[ENTRIES PROVIDED]
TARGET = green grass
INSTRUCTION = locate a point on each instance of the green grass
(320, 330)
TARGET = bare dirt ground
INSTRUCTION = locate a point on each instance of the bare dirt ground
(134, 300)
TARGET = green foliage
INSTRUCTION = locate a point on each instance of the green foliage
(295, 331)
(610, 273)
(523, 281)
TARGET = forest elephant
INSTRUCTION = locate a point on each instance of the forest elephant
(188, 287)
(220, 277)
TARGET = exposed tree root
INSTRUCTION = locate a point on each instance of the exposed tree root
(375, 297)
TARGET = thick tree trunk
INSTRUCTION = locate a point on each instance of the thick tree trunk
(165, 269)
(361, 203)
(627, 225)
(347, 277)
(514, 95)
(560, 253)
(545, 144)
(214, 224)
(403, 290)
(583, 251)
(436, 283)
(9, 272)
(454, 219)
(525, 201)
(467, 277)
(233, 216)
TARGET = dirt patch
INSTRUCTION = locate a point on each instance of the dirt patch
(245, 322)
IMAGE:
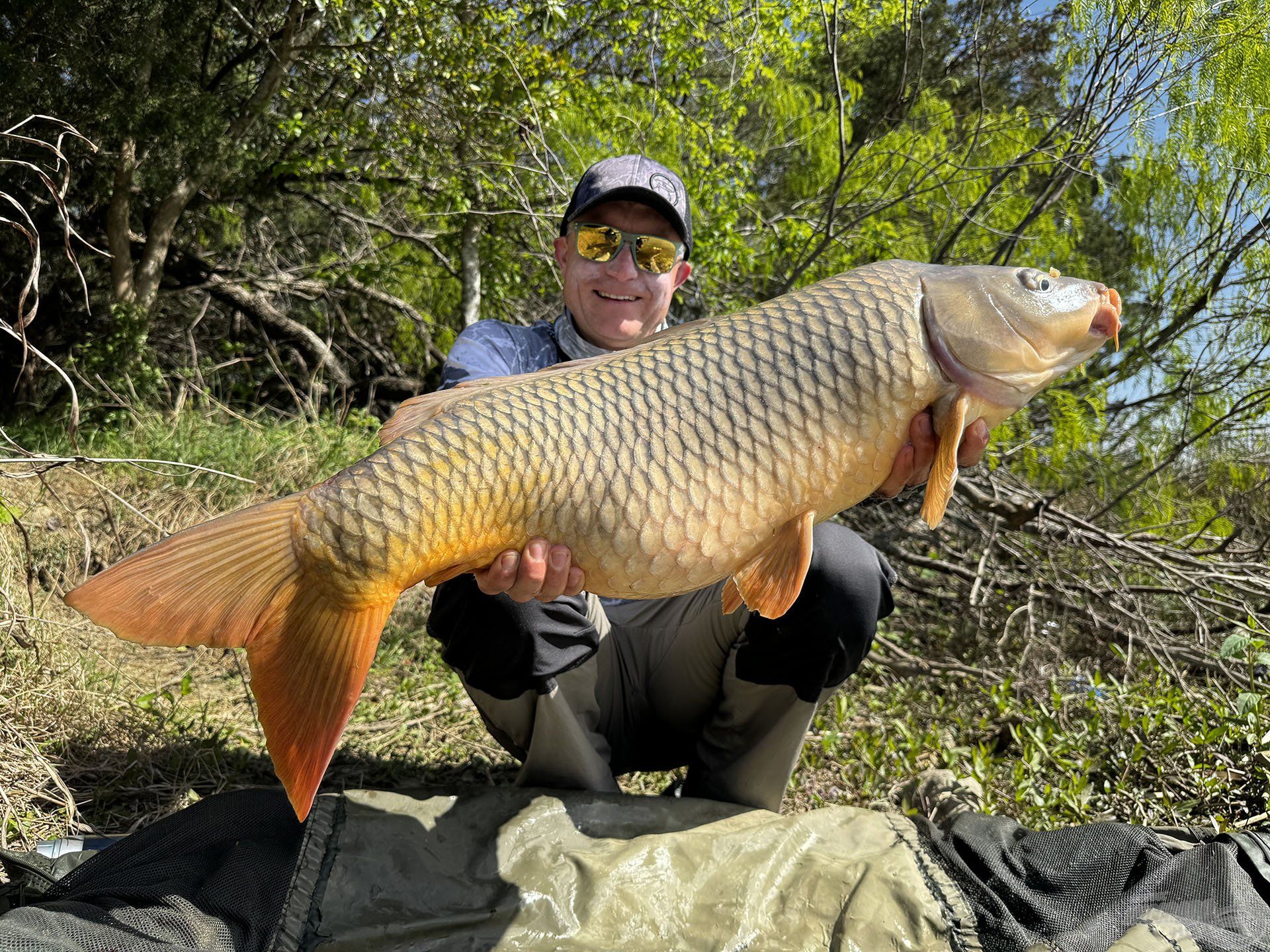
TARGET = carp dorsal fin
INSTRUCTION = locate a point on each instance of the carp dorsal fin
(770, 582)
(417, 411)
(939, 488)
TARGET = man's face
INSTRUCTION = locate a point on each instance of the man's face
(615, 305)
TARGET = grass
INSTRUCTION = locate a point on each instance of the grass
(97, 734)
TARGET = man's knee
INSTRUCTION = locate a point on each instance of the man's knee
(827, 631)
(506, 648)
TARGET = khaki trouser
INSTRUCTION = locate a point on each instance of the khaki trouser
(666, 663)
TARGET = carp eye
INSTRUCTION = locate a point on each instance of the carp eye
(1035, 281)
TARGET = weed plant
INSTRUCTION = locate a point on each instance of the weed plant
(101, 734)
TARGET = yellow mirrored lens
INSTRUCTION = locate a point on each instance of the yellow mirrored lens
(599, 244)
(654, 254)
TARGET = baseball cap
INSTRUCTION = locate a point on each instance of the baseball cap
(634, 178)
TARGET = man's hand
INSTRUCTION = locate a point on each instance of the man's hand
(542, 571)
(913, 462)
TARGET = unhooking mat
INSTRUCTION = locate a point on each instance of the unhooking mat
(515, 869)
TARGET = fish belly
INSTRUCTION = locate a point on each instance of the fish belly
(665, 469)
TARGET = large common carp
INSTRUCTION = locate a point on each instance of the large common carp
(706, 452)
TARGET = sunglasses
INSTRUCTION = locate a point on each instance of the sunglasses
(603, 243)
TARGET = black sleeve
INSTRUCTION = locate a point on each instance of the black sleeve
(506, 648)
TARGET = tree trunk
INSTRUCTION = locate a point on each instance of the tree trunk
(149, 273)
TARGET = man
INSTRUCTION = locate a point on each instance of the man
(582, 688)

[WHAT YOU SHOULD DO]
Once the line with "TARGET = thick tree trunk" is found above, transcribe each line from it through the line with "TARGET = man's hand", exactly, and omit the pictures.

[TASK ANSWER]
TARGET = thick tree trunk
INSTRUCTION = locate a point on each instance of the thick tree trunk
(165, 269)
(361, 203)
(627, 225)
(347, 277)
(514, 95)
(560, 253)
(545, 144)
(214, 224)
(403, 290)
(583, 251)
(436, 283)
(9, 272)
(454, 219)
(525, 201)
(467, 277)
(233, 216)
TARGET = dirt patch
INSTRUCTION = locate a point on each instance of the dirt patch
(245, 322)
IMAGE:
TARGET = carp dorsal fin
INSTRUCTION = locate a point on each instance of the carp dorsal fin
(770, 582)
(417, 411)
(939, 488)
TARGET = man's face
INSTRUCTION = locate a point on each instance of the man's face
(615, 305)
TARGET = grass
INSTRUCTION = locate a point on each instance of the grass
(97, 734)
TARGET = man's knee
INSTRUCTION = locate a point on each instance of the man's knee
(827, 631)
(506, 648)
TARGET = khaki trouser
INSTRUCTION = locate a point on each instance of the khaki trouser
(666, 663)
TARGET = carp eye
INSTRUCTION = locate a point on each instance of the carp eye
(1035, 281)
TARGET = weed plant
INSTRUCTION = locate a point on each instance of the weed plant
(101, 734)
TARGET = yellow mirrored lens
INSTRUCTION = locate a point on each instance of the yellow mirrored lens
(599, 244)
(654, 254)
TARGET = baseball cap
INSTRUCTION = locate a point on each instance of the baseball cap
(634, 178)
TARGET = man's hand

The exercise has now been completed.